- [TASK INSTRUCTIONS] Recast the records as a JSON list of strings, with one string per line and no blank lines. Leave the pictures out of the answer.

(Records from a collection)
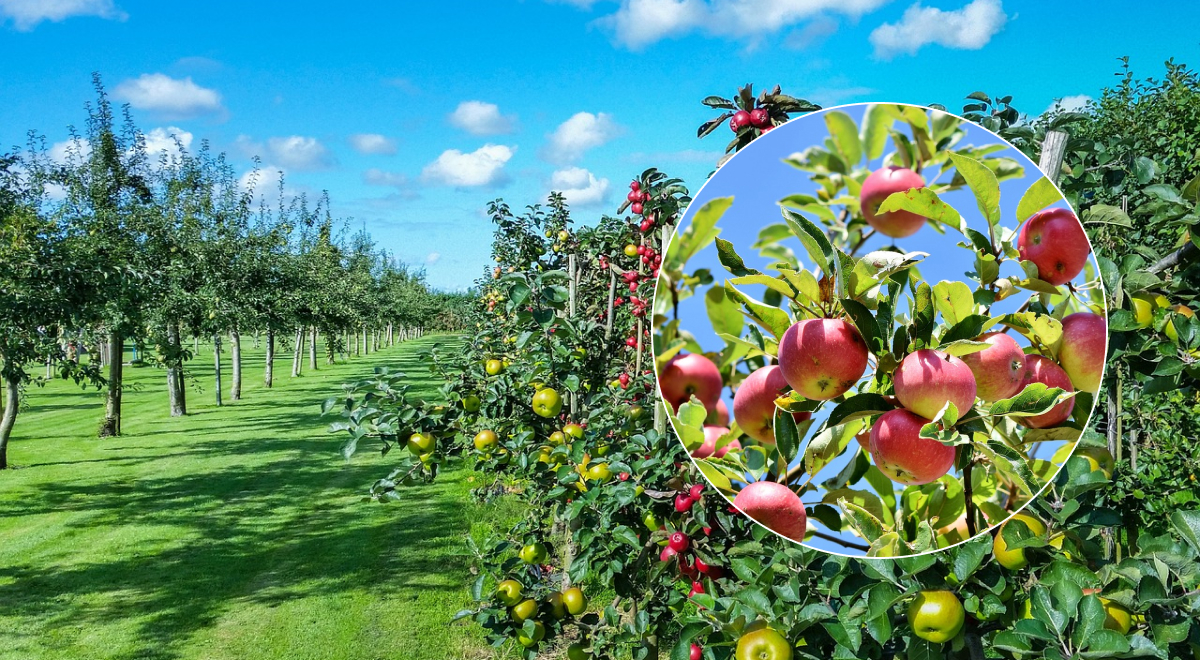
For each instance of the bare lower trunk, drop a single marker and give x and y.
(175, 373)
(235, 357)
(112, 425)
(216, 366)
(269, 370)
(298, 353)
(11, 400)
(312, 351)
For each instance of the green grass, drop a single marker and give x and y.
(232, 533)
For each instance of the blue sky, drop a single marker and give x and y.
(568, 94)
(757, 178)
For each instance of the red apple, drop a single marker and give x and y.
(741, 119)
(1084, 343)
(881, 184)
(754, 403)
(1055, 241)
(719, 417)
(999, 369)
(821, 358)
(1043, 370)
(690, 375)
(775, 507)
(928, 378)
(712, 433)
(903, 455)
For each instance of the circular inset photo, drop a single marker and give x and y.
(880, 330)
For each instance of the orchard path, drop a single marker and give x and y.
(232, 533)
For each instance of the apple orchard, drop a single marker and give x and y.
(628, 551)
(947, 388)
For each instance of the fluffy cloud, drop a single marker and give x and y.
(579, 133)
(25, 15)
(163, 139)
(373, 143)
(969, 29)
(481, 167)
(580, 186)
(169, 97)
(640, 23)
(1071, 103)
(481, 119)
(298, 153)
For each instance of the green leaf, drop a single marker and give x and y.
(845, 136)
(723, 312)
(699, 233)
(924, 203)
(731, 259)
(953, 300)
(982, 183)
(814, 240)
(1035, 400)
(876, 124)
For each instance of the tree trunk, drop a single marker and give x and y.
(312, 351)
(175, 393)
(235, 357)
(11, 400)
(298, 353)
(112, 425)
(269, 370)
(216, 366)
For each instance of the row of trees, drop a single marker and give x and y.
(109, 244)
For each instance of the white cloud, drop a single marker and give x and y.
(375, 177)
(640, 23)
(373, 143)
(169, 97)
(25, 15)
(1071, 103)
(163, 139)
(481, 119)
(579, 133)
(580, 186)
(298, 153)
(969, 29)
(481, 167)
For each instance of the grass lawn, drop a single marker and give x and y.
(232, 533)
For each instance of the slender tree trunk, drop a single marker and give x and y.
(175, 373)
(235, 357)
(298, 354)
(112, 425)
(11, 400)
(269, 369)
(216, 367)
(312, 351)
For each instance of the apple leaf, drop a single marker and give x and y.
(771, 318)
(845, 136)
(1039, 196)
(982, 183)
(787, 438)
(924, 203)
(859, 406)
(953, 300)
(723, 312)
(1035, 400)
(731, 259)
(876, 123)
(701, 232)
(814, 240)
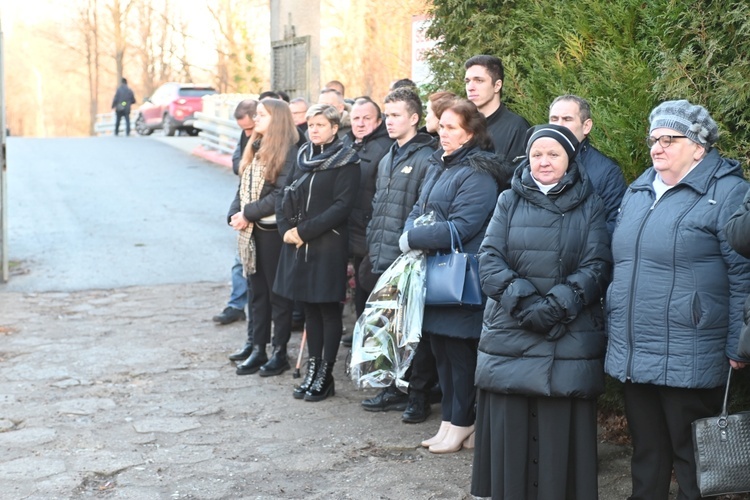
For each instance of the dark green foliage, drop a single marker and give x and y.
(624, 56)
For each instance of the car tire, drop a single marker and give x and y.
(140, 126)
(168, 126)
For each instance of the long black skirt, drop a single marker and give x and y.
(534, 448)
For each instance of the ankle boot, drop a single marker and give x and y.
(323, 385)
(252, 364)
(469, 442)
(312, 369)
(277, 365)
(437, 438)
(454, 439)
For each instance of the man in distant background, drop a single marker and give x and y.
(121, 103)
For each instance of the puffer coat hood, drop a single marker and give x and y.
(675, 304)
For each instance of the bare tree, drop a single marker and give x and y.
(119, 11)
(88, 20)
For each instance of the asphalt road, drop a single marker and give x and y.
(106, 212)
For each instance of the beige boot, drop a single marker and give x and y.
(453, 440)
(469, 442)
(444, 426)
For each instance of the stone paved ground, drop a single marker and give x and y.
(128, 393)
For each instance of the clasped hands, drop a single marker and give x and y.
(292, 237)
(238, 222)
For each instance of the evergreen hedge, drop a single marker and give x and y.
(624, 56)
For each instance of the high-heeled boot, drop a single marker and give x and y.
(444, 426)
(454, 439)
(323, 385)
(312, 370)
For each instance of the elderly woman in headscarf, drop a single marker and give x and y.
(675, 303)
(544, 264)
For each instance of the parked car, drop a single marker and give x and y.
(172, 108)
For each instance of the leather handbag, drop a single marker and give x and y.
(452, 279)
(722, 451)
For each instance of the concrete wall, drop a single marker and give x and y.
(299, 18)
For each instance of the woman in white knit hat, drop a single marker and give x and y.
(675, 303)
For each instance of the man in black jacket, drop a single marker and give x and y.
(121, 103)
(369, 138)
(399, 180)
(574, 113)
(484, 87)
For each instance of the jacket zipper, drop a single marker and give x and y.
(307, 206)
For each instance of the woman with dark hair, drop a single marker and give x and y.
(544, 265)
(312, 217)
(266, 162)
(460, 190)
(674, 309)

- [RESULT OF THIS TASK]
[
  "For each instance of the bare lower trunk, drop a single marker and give x and y.",
  "(175, 373)",
  "(235, 357)",
  "(112, 425)",
  "(216, 366)",
  "(269, 370)",
  "(298, 353)",
  "(11, 400)",
  "(312, 351)",
  "For each instance of the green grass, drop a single marker and give x and y.",
  "(232, 533)",
  "For each instance of the blue sky, drop a single marker and give x and y.",
  "(568, 94)",
  "(757, 178)",
  "For each instance of the red apple, drop a single marker and give x and y.",
  "(741, 119)",
  "(1084, 343)",
  "(881, 184)",
  "(754, 403)",
  "(1055, 241)",
  "(719, 417)",
  "(999, 369)",
  "(821, 358)",
  "(1043, 370)",
  "(690, 375)",
  "(775, 507)",
  "(928, 378)",
  "(712, 433)",
  "(903, 455)",
  "For each instance of the circular inset photo, drop a single marker and give x and y.",
  "(880, 330)",
  "For each instance of the orchard path, drop a single marker and give x and y.",
  "(232, 533)",
  "For each instance of the apple orchard, drop a single marker and give x and y.",
  "(628, 551)",
  "(947, 388)",
  "For each instance of the fluffy cloud, drop a single marker and give x and y.",
  "(579, 133)",
  "(25, 15)",
  "(163, 139)",
  "(373, 143)",
  "(969, 29)",
  "(481, 167)",
  "(580, 186)",
  "(169, 97)",
  "(640, 23)",
  "(1071, 103)",
  "(481, 119)",
  "(298, 153)",
  "For each instance of the green leaf, drop a single marker and give x and y.",
  "(845, 136)",
  "(723, 312)",
  "(699, 233)",
  "(924, 203)",
  "(731, 259)",
  "(953, 300)",
  "(982, 183)",
  "(814, 240)",
  "(1035, 400)",
  "(876, 124)",
  "For each instance of the tree trunk, drop a single marker and give x and y.",
  "(312, 351)",
  "(175, 393)",
  "(235, 357)",
  "(11, 400)",
  "(298, 353)",
  "(112, 425)",
  "(269, 370)",
  "(216, 366)",
  "For each instance of the row of trees, drop a single marker and give x and y.",
  "(109, 244)",
  "For each instance of the white cloud, drop a single marker and give x and y.",
  "(375, 177)",
  "(640, 23)",
  "(373, 143)",
  "(169, 97)",
  "(25, 15)",
  "(1071, 103)",
  "(163, 139)",
  "(481, 119)",
  "(579, 133)",
  "(580, 186)",
  "(298, 153)",
  "(969, 29)",
  "(481, 167)",
  "For each instance of the grass lawn, drop a single marker and give x and y.",
  "(232, 533)",
  "For each instance of the slender tree trunk, drop a single marker and give x and y.",
  "(175, 373)",
  "(235, 357)",
  "(298, 354)",
  "(112, 425)",
  "(11, 400)",
  "(269, 369)",
  "(216, 367)",
  "(312, 351)",
  "For each instance of the apple leaf, drop a single marker and give x and y.",
  "(771, 318)",
  "(845, 136)",
  "(1039, 196)",
  "(982, 183)",
  "(787, 438)",
  "(924, 203)",
  "(859, 406)",
  "(953, 300)",
  "(723, 312)",
  "(1035, 400)",
  "(731, 259)",
  "(876, 123)",
  "(701, 232)",
  "(814, 240)",
  "For each instance of the dark green foliage, drop a single marker and give x and y.",
  "(624, 56)",
  "For each instance of the car tire, drop a single marker and give x and y.",
  "(140, 126)",
  "(168, 126)",
  "For each instance of the long black skirt, drop a single marker and give x and y.",
  "(534, 448)",
  "For each instance of the ankle boot, drop a single marker and give x and y.",
  "(323, 385)",
  "(252, 364)",
  "(469, 442)",
  "(312, 369)",
  "(277, 365)",
  "(437, 438)",
  "(454, 439)",
  "For each instance of the man in distant background, drop a single marker and give x and y.",
  "(121, 103)",
  "For each instance of the puffer coat hood, drop a single marker and give x and y.",
  "(675, 304)",
  "For each instance of the bare tree, drop a single marker and give x and y.",
  "(119, 11)",
  "(88, 20)",
  "For each instance of the asphalt road, drop a single marker and give x and y.",
  "(106, 212)",
  "For each instance of the beige boot, drop a single marker and give x and y.",
  "(453, 440)",
  "(469, 442)",
  "(444, 426)",
  "For each instance of the stone paved ground, drop a single marker and give x and y.",
  "(128, 393)",
  "For each instance of the clasped hands, drop a single marker and give x and y.",
  "(292, 237)",
  "(238, 222)",
  "For each instance of the evergreen hedge, drop a single marker and give x and y.",
  "(624, 56)",
  "For each instance of the high-heeled boot, drop a single marker and give x and y.",
  "(444, 426)",
  "(454, 439)",
  "(323, 385)",
  "(312, 370)",
  "For each instance of the elderly woman in headscarf, drop a single marker and give x and y.",
  "(675, 303)",
  "(544, 264)",
  "For each instance of the parked car, drop a single marker and give x and y.",
  "(172, 108)",
  "For each instance of the leather handbag, drop a single marker and give x and y.",
  "(452, 279)",
  "(722, 451)",
  "For each instance of the concrete wall, drop a single marker and give x and y.",
  "(299, 18)",
  "For each instance of the woman in white knit hat, drop a single marker and give x and y.",
  "(675, 303)",
  "For each instance of the man in black jacket, drop a single marker and give x and y.",
  "(121, 103)",
  "(369, 138)",
  "(399, 180)",
  "(574, 113)",
  "(484, 87)",
  "For each instance of the jacket zipper, drop a single marker and give x and y.",
  "(307, 206)",
  "For each instance of the woman with dark hair, drop a single marker and give x and y.",
  "(544, 265)",
  "(312, 217)",
  "(266, 162)",
  "(460, 190)",
  "(674, 309)"
]